## Quoted passage
┏━━

Wednesday, April 7, 2010

HERE COMES BIG BROTHER

The newest gadget has arrived. Apple's iPad hit the stores last week. Everybody's raving about it but I just don't understand the hoopla. Nobody ever asks me what I would like the geeks to invent to make my life easier. I have a computer. Don't need anything else. In fact I don't even NEED the computer. What I could use is an iMaid or an iDo Windows. Some day you will be able to download everything in your brain onto your computer. Being able to retrieve my memory will be great when senility sets in. It will just add one more thing to my morning ablutions.


HERE COMES BIG BROTHER!


Technology has stripped us of any privacy we may have had. We stand naked to the world. The computer has outed every one of us. Once you plug in that old PC and connect yourself to the internet you’ve invited the world’s eye into your home. If you go to one web site they have you. The second time you go it will say “Welcome Carolyn, please log in”. If I haven’t logged in yet how the hell do they know it’s me?

I think I was the last person in this country to get an answering machine. No, I take that back, I know of one other person. One. Technology is not my strong suit. I have trouble with cell phones. I really don’t want people to reach me every waking second, but if I don’t answer, my technologically savvy daughter leaves me a rude message, “Why bother having a cell phone if you’re not going to leave it on?” “In case I have an emergency” isn’t a satisfactory answer for her. And I really hate people with caller ID. When you call someone they shouldn’t be able to answer, “Hi Carolyn”. That really creeps me out. It’s like some supernatural being is out there telling people I’m about to call. “Stand by, Carolyn O’Daly is dialing your number.” And what about that Do Not Call list? It exempts charities. I don’t know about you but half my unwanted dinner time calls are from the Fraternal Order of somebody or other.

┗━━

## Given data

┏━━

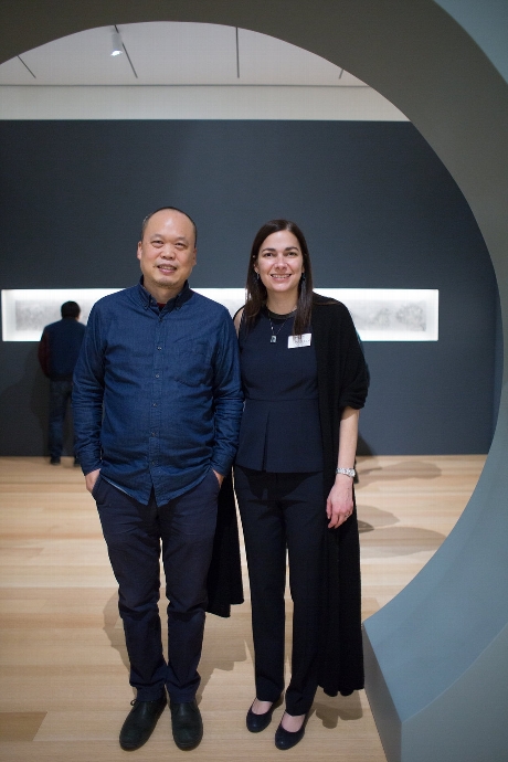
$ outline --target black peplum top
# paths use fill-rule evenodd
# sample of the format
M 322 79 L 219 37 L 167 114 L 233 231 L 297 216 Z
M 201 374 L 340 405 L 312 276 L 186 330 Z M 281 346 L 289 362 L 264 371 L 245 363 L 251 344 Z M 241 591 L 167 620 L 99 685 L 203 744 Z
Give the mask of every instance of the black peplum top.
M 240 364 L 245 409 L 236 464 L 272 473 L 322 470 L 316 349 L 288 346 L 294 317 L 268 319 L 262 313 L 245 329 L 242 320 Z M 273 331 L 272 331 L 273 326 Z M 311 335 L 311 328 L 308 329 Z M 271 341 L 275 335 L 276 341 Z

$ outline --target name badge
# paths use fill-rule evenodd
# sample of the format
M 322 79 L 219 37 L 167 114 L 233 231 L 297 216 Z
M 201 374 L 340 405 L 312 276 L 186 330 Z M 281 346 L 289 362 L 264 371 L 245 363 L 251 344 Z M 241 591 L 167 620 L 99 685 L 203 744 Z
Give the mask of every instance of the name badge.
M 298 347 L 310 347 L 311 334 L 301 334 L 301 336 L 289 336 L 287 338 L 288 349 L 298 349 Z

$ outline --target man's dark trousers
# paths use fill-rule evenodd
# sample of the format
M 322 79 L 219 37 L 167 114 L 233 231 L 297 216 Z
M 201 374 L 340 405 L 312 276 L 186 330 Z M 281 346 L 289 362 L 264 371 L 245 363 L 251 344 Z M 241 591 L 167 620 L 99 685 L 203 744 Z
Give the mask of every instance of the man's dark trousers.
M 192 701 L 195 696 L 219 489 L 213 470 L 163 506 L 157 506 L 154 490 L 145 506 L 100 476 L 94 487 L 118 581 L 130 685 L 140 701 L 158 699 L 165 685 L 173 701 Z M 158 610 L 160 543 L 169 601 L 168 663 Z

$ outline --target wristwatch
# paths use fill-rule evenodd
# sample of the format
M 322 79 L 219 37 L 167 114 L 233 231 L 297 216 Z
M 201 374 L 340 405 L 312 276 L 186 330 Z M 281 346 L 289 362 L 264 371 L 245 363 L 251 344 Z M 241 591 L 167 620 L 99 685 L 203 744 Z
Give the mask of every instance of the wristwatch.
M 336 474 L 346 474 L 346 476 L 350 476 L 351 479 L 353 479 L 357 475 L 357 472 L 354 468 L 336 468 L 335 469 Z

┗━━

## Tasks to perform
- A) Do these statements agree with the blog post? (i) The writer says the computer isn't even needed. (ii) The writer got an answering machine earlier than most people in the country. (iii) The Do Not Call list exempts charities. Answer each with yes or no and quote the deciding words.
- B) Rewrite the part of the blog post starting at "The newest gadget" and ending at "my morning ablutions.", putting "iCook" in place of "iMaid".
The listing plays no part here.

## Answers to the tasks
- A)
(i) Yes: "In fact I don't even NEED the computer."
(ii) No: "I think I was the last person in this country to get an answering machine."
(iii) Yes: "It exempts charities."

- B)
The newest gadget has arrived. Apple's iPad hit the stores last week. Everybody's raving about it but I just don't understand the hoopla. Nobody ever asks me what I would like the geeks to invent to make my life easier. I have a computer. Don't need anything else. In fact I don't even NEED the computer. What I could use is an iCook or an iDo Windows. Some day you will be able to download everything in your brain onto your computer. Being able to retrieve my memory will be great when senility sets in. It will just add one more thing to my morning ablutions.